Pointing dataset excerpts
-- START --
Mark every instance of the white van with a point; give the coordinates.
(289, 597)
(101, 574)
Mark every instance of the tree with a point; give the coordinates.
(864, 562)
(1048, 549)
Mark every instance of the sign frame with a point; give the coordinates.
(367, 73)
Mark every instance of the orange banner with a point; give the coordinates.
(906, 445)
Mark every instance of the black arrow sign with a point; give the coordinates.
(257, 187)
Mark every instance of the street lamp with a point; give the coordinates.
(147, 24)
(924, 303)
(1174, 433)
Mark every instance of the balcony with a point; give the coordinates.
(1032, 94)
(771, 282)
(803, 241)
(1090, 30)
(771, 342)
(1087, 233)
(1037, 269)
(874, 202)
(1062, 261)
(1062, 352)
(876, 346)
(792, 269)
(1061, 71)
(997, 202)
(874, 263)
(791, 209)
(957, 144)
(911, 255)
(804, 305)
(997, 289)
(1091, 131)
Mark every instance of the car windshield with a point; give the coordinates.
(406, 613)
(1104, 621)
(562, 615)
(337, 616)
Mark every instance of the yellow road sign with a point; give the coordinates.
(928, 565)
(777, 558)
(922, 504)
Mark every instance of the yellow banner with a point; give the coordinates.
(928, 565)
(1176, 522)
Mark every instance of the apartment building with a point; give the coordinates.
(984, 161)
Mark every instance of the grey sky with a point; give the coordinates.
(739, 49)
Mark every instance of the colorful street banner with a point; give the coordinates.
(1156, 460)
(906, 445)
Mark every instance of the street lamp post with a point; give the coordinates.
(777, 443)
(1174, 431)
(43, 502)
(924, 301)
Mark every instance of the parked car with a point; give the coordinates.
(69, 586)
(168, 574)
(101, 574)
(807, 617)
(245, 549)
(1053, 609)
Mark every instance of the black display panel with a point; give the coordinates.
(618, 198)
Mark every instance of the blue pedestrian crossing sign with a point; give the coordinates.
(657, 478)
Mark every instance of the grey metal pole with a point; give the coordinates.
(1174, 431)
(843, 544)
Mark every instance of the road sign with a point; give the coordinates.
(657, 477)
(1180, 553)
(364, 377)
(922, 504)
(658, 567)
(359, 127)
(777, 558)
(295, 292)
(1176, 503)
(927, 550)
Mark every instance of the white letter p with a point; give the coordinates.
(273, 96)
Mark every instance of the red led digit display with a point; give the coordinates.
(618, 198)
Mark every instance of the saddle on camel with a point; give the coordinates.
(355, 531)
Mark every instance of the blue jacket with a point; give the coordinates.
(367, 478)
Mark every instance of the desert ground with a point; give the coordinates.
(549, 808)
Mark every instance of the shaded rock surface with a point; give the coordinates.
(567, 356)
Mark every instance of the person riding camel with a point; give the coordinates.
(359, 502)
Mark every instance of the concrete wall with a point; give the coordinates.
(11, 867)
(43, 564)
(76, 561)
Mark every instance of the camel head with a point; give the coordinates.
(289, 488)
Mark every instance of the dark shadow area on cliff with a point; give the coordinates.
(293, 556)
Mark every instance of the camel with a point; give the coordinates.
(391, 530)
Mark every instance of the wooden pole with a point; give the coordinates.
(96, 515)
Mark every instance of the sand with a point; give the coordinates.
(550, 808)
-- END --
**OBJECTIVE:** Arrange the lines above as a JSON list of strings, one string per line with blank lines omitted, starting at the first line of the items and ending at the line containing "(1174, 433)", both included.

**EXERCISE SOLUTION:**
[
  "Mark every instance of the white van with a point; give the coordinates.",
  "(289, 597)",
  "(101, 574)",
  "Mark every instance of the tree with a point; give the coordinates.",
  "(864, 562)",
  "(1048, 549)",
  "Mark every instance of the sign frame with a point; give the coordinates.",
  "(367, 73)",
  "Mark every instance of the orange banner with a point; give the coordinates.",
  "(906, 445)",
  "Mark every instance of the black arrow sign with a point; give the coordinates.",
  "(257, 187)",
  "Mark every instance of the street lamp with a point; give the coordinates.",
  "(147, 24)",
  "(924, 303)",
  "(1174, 433)"
]